* WORK REQUIRED:
The data below is to be returned in full and exactly.

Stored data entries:
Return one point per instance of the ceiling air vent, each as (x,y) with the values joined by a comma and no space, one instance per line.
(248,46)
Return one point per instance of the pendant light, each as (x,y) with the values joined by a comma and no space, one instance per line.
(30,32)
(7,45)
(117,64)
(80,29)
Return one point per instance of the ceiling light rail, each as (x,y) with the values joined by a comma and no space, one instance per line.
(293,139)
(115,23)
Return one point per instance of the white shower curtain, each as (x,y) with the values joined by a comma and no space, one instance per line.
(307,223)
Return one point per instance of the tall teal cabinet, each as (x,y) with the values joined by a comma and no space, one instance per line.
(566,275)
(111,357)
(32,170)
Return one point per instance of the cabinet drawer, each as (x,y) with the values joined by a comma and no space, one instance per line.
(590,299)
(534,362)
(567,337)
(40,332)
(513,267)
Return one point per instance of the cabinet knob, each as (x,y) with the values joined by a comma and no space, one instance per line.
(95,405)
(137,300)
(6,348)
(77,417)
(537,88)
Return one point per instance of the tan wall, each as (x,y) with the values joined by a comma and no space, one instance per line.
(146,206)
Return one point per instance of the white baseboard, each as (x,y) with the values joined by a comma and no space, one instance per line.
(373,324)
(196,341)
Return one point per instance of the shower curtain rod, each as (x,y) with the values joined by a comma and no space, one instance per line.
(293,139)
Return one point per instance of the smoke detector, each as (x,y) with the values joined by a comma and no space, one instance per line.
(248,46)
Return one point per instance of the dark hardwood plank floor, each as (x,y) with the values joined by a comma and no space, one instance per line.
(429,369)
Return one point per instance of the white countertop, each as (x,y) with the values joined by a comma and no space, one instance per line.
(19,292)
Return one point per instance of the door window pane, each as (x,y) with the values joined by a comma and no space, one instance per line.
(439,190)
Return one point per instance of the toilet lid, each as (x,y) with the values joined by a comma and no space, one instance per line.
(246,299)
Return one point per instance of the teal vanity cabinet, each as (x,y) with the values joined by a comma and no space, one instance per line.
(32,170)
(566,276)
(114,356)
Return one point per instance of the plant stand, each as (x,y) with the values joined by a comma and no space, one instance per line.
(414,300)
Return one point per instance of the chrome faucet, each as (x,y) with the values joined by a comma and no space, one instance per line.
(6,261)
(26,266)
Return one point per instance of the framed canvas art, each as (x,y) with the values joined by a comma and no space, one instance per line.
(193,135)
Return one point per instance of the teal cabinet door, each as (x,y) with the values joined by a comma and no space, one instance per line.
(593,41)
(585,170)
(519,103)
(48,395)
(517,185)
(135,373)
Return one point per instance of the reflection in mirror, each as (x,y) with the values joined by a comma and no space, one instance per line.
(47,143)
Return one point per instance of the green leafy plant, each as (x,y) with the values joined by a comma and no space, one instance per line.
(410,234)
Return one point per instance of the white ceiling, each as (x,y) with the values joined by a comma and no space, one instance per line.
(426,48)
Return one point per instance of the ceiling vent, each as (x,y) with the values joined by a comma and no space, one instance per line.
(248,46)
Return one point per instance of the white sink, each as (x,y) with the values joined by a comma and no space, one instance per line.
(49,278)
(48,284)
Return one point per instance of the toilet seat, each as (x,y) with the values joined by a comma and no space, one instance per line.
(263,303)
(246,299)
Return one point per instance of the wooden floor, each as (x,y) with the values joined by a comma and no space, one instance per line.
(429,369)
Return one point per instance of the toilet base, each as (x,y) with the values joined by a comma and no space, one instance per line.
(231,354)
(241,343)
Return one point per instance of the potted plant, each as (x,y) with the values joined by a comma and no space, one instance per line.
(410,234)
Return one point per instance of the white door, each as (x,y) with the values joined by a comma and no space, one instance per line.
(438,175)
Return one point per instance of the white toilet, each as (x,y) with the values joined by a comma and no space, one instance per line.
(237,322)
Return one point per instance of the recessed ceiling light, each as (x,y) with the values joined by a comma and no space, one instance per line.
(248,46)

* SOLUTION FOR THIS PROBLEM:
Return one point per instance of the ceiling air vent, each as (x,y) with the values joined by a comma and no space, one instance per line.
(248,46)
Return one point per instance of the pendant light, each as (x,y) with the values joined by a comma and no space, one instance per line.
(30,32)
(7,45)
(117,64)
(80,29)
Return one point per instance of the ceiling light rail, each as (x,y) with the values joined by a comma and no space, one instance per line.
(293,139)
(115,23)
Return one point per instance of the white shower curtain, each as (x,y) with the values joined by a comma and no space, one instance per line.
(307,223)
Return one point per instance of the tall teal cabinet, each as (x,y) with the values joined by a comma and no space, one instance per line.
(566,275)
(111,357)
(32,170)
Return one point per instance of the cabinet drawer, each as (x,y) with the values joined by a comma and no space, one instance per line.
(590,299)
(534,362)
(567,337)
(40,332)
(513,267)
Return one point per instance of the cabinet knob, each as (x,y) with the values joined by a comma and no space, one instance per line.
(95,405)
(137,300)
(6,348)
(77,417)
(537,88)
Return one point per instance of the tan wall, each as (x,y) with the values joined by a comma and no space, one instance per line.
(146,206)
Return one point per instance of the white baseboard, each as (x,y) with the values joined by a comma and no space, one instance per line.
(373,324)
(196,341)
Return one point per instance of the shower curtain rod, each as (x,y) with the values joined by a comma and no space, one instance per line.
(293,139)
Return one point per instance of the smoke detector, each as (x,y) with the values joined by a comma and no space, one instance per line.
(248,46)
Return one point per instance of the dark hardwood plank floor, each as (x,y) with the values joined by a comma and no space, one instance per line.
(429,369)
Return one point per instance of the white countertop, each as (x,y) with the values joined by a comma and no space, one instance per line.
(19,292)
Return one point per instance of the door window pane, each as (x,y) with the values joined by a comma and no space, one instance per line.
(439,190)
Return one point per instance of the toilet lid, each as (x,y) with the values joined by a comma and no space, one instance per line.
(246,299)
Return one point per instance of the teal vanity cabinet, each as (x,y) with the values joined by a comma and no space, one instance per line.
(32,170)
(566,276)
(114,356)
Return one point per instance of the plant stand, each as (x,y) with the values joined by a comma and no space, one instance per line.
(414,300)
Return one point per instance of the chrome faucet, each as (x,y) with the values joined by a comma and no space, one instance per line.
(6,261)
(26,266)
Return one point per instance of the framed canvas art, each as (x,y) with the values joined by a comma and no space, one instance per line.
(193,135)
Return one point per instance of the teal cabinet door, each as (x,y) with the values joined by a comma and no space, one instance per line.
(593,41)
(585,170)
(519,103)
(48,395)
(517,185)
(135,373)
Return one point per instance of the reflection in mirror, each as (x,y) with the values joined by a comma and no space, one instance per line.
(47,143)
Return one point per instance of the green leafy plant, each as (x,y) with the values joined by a comma and no space, one instance per line.
(410,234)
Return one point per instance of the white ceiling, each as (x,y) with the values joined by a comma and no space, one instance per line.
(426,48)
Return one point per instance of the ceiling vent, each as (x,y) with the values joined by a comma and no space, one instance per line.
(248,46)
Return one point per instance of the white sink, each as (x,y) with the values joined by a comma and no space, one instance per line.
(49,278)
(48,284)
Return one point per instance of the toilet seat, each as (x,y) with the values joined by a comma and no space, one instance per line.
(263,303)
(246,299)
Return one point per instance of the wooden floor, each as (x,y) with the values joined by a comma and no space, one instance per line.
(429,369)
Return one point per instance of the toilet base, each as (x,y) with the values joined by a comma and no space, one instance per line.
(231,354)
(241,343)
Return one point per instance of the potted plant, each as (x,y) with the values joined by a comma and no space, one instance per line.
(410,234)
Return one point per instance of the white door, each as (x,y) with the values joined by a comma and no space, one instance per line.
(438,175)
Return one point per instance of the white toilet, each as (x,y) with the values joined by a comma and no space, one instance per line.
(237,322)
Return one point per instance of the recessed ceiling light, each as (x,y) with the values joined by a comma and no space, one instance per line.
(248,46)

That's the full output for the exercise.